We'll get to that later.
First of all, my predictions earlier were a bit off; it wasn't really a massacre, it was more like a shrugfest than a slugfest. Here's a liberally paraphrased version of the debate:
That was the gist. In one half-hour, there is no way either debater could tackle the specifics (the only way to have a proper debate), and therefore it came down to an even volley.
Wells: All intelligent design is saying is that things are complex and there is a designer. There is no evidence for Darwinism.
Mooney: There is plenty of evidence for evolution by natural selection.
Wells: All we're saying is that things are too complex and there is a designer. There is no evidence for Darwinism.
Mooney: That's not scientific. You're circumventing the peer review process.
Wells: Yes it is. There is no evidence for Darwinism. No evidence. None. Zero. Zip. Zilch.
Mooney, however, obviously had a plan going into the debate: By illustrating Wells' intolerance for the compatibility of evolution by natural selection and traditional Christianity, he was able to take a moderate stance in saying that yes, they can coexist in one's mind. Wells, predictably, came out against the acceptance of evolution by natural selection by Christians, repeating his mantra: no evidence for Darwinism.
Then came the callers. Atheists, young earth creationists, IDers, nerds lost in specifics, all pulling this way and that on science and evidence, trying to justify one philosophy or another. One man said that scientists are trying to disprove the existence of God(s), that we bring brain tumors on ourselves, and that science was incapable of divining any truths about the universe because the universe was ever-changing.
I got a bit fired up.

THE TASK.
Continue the post above about the Wells and Mooney debate, starting after its final sentence.

EXTRACTED INFORMATION.
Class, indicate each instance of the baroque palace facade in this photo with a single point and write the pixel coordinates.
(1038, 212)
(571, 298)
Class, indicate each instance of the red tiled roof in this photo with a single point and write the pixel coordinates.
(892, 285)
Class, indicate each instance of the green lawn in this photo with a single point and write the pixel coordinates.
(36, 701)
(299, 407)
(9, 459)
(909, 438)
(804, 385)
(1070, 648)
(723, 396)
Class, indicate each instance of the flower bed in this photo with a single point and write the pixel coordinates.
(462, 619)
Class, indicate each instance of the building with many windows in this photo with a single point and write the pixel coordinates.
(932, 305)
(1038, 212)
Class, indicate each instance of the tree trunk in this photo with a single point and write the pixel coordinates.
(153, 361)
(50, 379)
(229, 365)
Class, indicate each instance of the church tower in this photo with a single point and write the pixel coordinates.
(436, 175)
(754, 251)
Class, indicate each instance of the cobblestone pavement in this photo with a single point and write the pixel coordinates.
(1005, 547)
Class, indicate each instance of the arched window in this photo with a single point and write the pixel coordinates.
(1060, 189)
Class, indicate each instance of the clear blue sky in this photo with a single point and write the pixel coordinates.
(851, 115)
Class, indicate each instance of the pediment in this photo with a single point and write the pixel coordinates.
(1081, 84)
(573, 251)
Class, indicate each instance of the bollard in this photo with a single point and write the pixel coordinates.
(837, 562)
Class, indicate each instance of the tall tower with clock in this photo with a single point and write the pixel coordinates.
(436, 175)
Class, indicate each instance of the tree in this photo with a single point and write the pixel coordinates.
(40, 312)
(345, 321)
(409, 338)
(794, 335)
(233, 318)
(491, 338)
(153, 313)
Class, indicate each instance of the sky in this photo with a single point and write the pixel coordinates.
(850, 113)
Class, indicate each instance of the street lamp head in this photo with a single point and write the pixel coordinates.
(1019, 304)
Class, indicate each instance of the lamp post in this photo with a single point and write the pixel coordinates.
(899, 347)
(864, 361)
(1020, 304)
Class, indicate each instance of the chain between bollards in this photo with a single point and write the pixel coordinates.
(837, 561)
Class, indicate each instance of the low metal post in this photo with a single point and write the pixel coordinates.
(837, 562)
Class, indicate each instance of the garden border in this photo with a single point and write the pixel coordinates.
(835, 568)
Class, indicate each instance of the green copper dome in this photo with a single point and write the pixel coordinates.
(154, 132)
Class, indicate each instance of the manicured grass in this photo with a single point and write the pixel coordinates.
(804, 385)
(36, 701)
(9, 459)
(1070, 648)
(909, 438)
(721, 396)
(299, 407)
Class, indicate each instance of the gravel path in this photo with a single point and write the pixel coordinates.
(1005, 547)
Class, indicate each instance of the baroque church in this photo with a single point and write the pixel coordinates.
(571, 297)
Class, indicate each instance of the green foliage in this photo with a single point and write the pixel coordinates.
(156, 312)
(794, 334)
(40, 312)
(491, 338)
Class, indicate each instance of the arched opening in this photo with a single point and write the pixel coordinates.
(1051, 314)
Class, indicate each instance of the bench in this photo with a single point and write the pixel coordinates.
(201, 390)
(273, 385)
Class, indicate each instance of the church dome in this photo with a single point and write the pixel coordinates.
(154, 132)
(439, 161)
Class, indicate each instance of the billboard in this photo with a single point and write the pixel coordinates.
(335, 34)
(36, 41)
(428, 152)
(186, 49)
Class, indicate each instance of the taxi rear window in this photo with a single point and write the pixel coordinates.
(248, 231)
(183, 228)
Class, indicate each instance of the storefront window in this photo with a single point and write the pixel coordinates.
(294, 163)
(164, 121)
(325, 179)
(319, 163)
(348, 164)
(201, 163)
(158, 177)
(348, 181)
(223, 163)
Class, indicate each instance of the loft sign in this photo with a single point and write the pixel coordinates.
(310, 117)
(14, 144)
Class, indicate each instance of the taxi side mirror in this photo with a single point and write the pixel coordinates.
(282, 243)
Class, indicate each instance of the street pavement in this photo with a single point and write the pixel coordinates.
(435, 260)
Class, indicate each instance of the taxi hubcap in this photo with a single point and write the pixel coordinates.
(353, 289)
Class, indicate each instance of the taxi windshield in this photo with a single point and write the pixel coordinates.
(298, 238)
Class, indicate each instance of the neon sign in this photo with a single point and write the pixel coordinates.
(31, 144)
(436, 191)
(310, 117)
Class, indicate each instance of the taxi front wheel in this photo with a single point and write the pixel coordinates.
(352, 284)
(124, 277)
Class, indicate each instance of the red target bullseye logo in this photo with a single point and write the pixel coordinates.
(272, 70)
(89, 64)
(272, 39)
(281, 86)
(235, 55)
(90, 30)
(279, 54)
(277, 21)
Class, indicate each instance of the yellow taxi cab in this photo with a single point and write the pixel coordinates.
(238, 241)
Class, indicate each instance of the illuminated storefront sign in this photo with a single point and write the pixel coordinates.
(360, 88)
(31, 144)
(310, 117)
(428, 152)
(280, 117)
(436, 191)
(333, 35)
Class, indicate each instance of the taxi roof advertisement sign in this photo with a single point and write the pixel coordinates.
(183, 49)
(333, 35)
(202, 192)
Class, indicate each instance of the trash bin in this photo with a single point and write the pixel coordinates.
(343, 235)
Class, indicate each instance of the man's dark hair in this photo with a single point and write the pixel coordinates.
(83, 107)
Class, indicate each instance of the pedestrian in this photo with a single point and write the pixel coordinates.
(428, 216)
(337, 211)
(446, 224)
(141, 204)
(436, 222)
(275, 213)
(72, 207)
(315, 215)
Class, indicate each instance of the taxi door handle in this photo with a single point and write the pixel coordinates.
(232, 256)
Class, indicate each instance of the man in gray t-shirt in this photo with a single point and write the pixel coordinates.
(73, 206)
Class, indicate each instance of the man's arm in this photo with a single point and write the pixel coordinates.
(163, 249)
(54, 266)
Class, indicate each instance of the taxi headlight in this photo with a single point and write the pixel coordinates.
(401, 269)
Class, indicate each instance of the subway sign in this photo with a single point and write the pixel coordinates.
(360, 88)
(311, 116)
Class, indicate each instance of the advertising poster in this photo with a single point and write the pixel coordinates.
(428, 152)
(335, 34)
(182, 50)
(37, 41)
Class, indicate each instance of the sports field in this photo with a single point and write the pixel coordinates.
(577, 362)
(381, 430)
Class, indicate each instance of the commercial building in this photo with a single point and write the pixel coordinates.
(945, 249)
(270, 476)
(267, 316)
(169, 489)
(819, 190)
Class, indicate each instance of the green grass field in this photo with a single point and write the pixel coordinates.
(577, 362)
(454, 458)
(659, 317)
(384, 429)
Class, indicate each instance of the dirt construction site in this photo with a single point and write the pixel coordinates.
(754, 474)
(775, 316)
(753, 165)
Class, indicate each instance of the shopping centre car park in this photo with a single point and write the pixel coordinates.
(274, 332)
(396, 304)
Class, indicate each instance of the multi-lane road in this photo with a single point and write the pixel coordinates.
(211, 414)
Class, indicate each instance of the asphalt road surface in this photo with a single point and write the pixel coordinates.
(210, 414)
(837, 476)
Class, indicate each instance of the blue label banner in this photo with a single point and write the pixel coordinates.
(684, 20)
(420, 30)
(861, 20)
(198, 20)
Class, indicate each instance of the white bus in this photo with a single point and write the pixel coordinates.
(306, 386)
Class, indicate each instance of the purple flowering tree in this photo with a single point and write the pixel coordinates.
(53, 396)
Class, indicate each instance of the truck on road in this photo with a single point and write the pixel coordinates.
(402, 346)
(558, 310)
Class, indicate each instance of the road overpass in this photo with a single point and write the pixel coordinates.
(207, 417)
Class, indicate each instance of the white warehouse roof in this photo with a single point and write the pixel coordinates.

...

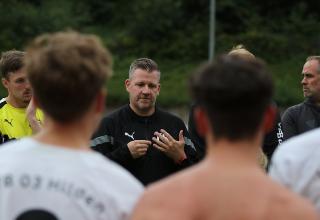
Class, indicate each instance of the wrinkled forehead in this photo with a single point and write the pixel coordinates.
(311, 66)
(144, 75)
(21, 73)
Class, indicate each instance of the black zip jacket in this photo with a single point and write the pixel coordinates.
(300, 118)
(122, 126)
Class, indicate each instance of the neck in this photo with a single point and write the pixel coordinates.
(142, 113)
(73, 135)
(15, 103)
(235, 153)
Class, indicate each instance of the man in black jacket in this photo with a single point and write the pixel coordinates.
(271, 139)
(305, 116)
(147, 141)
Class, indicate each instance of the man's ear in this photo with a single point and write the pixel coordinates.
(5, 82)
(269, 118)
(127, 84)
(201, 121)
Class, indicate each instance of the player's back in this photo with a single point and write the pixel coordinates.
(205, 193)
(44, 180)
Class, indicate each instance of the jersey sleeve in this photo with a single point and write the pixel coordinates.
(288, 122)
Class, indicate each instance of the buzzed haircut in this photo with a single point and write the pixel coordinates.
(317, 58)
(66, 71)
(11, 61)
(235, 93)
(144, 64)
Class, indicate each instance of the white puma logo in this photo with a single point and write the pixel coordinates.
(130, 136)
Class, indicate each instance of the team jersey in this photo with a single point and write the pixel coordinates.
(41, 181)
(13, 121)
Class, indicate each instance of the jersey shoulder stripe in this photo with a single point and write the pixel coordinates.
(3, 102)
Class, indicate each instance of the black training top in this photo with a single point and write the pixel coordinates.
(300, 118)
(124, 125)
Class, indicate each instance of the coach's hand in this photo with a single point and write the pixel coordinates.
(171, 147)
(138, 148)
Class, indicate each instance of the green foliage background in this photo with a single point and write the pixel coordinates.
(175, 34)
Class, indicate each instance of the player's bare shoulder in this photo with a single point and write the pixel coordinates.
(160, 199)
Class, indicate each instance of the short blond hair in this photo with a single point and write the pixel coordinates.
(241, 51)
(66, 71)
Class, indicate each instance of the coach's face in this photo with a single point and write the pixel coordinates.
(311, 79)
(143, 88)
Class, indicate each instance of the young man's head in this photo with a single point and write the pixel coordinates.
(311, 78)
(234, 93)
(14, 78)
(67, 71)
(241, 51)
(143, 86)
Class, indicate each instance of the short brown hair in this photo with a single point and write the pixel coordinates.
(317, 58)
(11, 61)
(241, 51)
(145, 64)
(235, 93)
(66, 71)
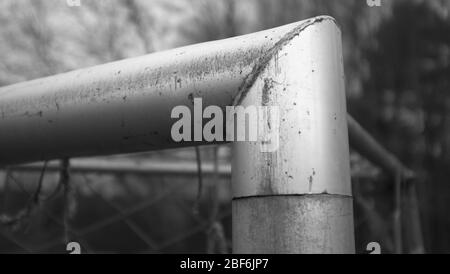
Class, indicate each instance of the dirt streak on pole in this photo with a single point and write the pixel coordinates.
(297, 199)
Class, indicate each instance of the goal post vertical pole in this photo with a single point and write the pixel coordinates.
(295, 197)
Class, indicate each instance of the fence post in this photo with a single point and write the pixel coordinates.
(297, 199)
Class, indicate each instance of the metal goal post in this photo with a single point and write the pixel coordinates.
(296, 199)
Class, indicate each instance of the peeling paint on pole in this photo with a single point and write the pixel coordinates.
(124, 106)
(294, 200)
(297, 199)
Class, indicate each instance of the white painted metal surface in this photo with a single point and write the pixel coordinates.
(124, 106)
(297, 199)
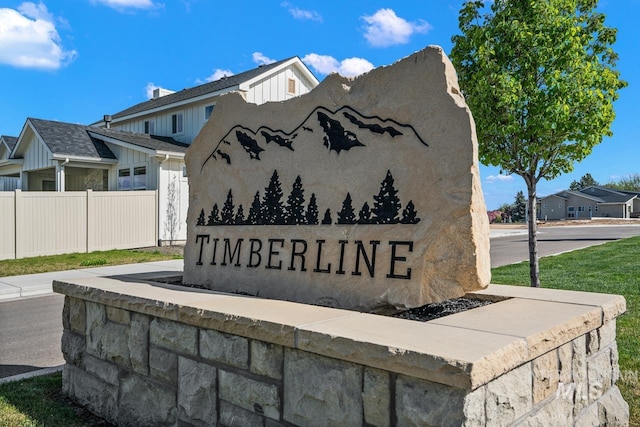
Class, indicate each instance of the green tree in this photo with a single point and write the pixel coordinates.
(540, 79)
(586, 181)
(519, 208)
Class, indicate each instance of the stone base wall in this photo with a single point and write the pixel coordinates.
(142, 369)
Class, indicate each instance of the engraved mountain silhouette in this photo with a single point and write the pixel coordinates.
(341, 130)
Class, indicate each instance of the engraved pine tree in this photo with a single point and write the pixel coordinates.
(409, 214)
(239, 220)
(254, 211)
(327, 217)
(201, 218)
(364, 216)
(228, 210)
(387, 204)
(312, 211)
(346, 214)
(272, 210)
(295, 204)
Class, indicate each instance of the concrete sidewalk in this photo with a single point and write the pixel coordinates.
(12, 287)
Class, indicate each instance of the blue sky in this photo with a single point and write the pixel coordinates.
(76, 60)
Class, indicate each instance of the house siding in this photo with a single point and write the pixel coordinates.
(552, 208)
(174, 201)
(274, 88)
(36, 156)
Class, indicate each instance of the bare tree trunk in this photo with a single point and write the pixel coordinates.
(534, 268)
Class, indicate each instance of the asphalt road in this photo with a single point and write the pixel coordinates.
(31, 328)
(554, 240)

--

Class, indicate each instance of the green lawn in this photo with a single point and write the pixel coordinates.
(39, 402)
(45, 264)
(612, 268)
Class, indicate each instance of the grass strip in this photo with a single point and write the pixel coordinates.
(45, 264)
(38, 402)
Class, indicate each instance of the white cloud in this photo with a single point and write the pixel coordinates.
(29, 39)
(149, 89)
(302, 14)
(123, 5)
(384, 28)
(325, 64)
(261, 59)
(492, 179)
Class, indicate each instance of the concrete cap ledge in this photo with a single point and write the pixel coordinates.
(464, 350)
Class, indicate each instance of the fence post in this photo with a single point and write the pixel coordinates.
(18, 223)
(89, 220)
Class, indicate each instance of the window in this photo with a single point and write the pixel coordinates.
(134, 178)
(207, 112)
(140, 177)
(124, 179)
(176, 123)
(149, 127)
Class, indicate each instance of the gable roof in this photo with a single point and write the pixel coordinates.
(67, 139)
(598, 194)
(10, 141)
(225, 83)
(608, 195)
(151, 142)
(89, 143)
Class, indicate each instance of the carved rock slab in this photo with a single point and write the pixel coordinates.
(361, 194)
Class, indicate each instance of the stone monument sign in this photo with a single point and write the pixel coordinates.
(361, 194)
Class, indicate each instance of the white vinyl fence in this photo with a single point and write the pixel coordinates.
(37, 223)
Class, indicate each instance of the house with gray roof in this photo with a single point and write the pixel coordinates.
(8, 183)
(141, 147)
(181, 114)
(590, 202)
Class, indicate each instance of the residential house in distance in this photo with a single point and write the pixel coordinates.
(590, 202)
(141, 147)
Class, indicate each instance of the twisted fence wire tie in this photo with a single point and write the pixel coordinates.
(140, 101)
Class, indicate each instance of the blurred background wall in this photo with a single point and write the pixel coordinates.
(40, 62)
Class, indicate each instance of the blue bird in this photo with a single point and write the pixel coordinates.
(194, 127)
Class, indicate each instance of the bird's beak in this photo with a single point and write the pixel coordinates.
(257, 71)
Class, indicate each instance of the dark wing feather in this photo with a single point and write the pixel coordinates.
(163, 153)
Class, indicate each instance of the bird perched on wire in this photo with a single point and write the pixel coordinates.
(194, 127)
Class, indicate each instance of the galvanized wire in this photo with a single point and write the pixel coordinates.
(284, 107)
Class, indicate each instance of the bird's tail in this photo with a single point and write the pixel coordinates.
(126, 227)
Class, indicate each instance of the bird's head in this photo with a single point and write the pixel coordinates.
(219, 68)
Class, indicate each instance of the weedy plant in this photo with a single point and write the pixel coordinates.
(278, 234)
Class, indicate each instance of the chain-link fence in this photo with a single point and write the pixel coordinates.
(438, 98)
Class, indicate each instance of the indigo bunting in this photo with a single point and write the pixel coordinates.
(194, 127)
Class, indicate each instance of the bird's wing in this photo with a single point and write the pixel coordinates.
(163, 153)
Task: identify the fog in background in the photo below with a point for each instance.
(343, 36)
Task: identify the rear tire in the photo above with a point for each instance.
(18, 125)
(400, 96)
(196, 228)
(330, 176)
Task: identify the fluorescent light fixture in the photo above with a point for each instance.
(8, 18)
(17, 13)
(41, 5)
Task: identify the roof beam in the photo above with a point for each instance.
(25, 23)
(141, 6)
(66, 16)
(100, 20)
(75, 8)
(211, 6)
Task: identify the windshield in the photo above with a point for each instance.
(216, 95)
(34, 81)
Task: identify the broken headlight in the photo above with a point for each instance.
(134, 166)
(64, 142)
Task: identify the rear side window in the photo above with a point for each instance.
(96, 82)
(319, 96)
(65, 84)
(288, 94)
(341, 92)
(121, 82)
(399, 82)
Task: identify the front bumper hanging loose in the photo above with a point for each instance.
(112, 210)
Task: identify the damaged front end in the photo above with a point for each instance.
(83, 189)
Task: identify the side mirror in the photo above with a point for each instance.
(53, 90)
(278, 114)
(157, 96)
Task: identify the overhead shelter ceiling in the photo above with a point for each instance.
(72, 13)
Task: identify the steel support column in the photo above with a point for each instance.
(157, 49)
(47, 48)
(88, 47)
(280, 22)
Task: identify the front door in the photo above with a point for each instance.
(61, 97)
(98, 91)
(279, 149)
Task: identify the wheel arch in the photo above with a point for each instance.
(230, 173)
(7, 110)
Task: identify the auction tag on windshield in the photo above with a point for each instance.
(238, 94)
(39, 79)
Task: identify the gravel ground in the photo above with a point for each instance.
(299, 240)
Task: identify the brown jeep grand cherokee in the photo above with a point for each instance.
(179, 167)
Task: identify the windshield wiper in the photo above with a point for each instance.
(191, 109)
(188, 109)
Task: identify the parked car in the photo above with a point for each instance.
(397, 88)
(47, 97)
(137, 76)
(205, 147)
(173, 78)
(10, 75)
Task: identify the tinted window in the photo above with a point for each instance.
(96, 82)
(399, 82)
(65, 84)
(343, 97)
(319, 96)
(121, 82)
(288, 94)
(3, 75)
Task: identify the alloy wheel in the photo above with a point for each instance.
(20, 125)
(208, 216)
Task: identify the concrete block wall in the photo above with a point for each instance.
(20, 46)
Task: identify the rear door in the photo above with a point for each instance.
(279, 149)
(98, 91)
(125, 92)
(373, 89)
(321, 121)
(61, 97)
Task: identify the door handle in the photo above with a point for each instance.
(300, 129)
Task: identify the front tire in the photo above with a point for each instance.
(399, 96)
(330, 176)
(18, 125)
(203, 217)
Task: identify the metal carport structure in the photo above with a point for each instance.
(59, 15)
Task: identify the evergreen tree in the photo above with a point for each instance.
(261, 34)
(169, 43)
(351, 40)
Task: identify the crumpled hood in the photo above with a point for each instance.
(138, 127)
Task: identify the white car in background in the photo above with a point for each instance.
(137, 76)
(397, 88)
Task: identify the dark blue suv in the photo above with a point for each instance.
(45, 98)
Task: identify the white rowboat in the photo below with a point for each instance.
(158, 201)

TASK RESPONSE.
I'm tired of debating about whether or not God exists. It's silly, sophomoric, and entirely futile in the end - there is no evidence, but no evidence is never evidence of anything. I have better, more productive things to do, and I'm tired of people shifting gears, turning a debate about evolution into a theological discussion.
So I called and got through. I was "Jeremy from Frostburg, Maryland" if anyone was listening.
I explained three main points (hopefully, anyway; I admit, I was a bit nervous - I'm a writer, not a speaker): I'm tired of science suffering from the debates of the faithful/faithless, ID is a political wedge into our school systems to disrupt how we obtain objective truth, and - in response to the brain tumor guy - how science does not search purely for detail, but seeks to interlock phenomena into unified theories like gravity, relativity, the nuclear forces and evolution. It's all about the Holy Grail: accurate, replicable prediction.
Two criticisms from the girlfriend: When I said "IDers" on air, it sounded like "idears," and I should have left the bit about unified theories and nuclear forces out of it.
She's usually [always] right, so I'll take note.
Overall, good effort by Chris. It's certainly not going to change things, but at least the idea that evolution by natural selection is incompatible with faith was challenged successfully.